Recorded data:

━━━━━━━━━━━━━━━━━━━━

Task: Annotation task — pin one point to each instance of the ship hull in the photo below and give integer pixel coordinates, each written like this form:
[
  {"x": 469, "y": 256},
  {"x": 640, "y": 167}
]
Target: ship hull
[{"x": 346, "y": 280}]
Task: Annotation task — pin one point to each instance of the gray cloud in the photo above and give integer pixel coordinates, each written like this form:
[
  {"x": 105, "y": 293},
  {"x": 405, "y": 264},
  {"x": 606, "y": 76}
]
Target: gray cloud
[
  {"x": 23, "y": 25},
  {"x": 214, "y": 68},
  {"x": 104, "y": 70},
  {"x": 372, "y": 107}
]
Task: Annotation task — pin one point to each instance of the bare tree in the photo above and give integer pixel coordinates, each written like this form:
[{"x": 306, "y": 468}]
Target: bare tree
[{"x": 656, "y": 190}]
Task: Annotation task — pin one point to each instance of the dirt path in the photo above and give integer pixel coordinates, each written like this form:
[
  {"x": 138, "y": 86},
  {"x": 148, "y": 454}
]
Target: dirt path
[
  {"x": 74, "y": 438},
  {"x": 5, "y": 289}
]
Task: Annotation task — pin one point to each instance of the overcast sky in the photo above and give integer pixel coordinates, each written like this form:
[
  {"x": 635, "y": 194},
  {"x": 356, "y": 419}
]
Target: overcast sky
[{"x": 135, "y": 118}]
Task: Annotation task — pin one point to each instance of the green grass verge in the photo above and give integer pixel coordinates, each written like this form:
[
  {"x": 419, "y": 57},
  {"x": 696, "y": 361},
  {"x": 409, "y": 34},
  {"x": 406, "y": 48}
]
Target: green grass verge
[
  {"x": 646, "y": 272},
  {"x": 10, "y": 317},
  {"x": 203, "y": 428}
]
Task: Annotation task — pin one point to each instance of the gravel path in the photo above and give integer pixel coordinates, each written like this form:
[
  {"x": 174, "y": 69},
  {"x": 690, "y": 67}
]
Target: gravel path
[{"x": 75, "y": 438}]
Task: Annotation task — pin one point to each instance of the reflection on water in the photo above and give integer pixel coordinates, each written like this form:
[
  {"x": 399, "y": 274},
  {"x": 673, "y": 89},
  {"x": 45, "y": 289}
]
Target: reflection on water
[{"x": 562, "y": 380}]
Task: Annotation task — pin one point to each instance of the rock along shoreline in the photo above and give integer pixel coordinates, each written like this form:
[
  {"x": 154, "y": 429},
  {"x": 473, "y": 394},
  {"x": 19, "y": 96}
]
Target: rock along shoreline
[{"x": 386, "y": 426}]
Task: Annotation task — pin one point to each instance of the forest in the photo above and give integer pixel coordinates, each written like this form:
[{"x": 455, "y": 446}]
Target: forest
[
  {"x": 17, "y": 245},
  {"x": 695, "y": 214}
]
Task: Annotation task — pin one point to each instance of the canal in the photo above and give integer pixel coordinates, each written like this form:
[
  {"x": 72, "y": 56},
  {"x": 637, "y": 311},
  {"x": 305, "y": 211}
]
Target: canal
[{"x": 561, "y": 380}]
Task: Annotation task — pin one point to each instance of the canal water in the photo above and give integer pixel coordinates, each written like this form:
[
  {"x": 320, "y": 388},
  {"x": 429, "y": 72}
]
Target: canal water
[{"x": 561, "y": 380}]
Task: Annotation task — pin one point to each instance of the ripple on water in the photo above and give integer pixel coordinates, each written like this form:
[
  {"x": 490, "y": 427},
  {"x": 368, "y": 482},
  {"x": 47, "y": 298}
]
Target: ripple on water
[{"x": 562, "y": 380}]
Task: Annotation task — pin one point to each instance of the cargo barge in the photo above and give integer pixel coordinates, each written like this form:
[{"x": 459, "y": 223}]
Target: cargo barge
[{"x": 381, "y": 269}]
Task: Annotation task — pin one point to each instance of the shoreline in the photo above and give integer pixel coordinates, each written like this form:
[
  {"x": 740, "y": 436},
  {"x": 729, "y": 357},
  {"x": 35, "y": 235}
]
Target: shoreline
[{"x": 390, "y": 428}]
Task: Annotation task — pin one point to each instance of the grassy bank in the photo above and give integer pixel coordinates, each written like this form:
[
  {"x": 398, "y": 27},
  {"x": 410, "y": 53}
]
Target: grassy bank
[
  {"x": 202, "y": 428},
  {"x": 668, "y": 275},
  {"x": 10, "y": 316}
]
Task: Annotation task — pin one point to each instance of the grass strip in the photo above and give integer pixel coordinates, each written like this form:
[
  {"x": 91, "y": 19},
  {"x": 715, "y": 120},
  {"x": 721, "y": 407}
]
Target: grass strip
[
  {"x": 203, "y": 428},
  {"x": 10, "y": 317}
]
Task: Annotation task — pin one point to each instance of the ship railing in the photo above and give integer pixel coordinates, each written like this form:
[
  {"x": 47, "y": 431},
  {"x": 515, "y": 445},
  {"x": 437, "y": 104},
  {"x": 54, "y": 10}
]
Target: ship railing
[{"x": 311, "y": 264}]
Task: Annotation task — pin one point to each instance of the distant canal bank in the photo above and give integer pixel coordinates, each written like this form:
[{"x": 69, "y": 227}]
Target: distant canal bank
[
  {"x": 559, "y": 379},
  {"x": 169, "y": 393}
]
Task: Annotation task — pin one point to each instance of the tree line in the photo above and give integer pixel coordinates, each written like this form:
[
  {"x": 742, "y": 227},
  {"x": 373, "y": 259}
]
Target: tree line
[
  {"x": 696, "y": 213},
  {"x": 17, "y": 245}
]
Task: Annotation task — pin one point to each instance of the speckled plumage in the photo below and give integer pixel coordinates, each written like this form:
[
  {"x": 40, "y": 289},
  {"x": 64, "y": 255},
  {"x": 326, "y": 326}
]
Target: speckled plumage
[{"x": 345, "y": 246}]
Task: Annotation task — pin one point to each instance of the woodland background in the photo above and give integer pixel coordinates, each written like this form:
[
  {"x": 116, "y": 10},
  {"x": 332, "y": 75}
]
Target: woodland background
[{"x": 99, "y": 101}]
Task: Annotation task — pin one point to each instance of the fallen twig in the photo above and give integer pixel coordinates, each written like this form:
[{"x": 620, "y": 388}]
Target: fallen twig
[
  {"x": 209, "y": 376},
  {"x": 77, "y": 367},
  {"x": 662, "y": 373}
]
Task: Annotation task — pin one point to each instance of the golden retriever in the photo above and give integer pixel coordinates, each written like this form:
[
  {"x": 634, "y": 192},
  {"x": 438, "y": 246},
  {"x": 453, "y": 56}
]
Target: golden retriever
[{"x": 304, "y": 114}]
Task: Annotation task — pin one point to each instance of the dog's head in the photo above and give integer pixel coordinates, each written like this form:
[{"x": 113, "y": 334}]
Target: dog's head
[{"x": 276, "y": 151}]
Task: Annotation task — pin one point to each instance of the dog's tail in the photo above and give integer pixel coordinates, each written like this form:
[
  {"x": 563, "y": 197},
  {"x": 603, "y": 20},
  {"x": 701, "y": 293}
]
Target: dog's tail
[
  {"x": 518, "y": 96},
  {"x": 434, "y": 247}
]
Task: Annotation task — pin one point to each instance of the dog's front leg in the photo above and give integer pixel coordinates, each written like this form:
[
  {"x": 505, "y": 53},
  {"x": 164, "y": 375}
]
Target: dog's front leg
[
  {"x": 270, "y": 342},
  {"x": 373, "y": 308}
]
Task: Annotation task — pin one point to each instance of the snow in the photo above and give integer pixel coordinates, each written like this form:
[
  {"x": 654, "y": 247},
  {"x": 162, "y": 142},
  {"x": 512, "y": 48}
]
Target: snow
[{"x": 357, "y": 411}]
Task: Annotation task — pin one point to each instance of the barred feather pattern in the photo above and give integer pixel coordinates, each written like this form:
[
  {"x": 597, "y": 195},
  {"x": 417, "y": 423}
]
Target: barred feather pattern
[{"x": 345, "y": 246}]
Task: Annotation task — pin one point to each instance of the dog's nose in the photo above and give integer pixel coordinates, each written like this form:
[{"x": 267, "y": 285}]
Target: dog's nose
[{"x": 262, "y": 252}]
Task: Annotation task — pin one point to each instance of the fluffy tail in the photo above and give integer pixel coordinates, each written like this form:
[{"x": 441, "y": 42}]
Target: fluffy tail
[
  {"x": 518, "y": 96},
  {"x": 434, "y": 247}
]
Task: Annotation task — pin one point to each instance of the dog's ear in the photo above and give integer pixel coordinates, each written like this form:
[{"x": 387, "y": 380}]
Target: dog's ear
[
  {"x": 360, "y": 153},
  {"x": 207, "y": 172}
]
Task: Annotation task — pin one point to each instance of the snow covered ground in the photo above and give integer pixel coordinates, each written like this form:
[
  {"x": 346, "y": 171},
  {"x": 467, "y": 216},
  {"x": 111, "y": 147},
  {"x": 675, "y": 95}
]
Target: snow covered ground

━━━━━━━━━━━━━━━━━━━━

About this exercise:
Wherever a line in the entries above holds "covered", copy that line.

Solution to this problem:
Task: Annotation task — pin one point to each instance of the snow covered ground in the photo above and give integer pixel coordinates, each written like this form:
Target: snow covered ground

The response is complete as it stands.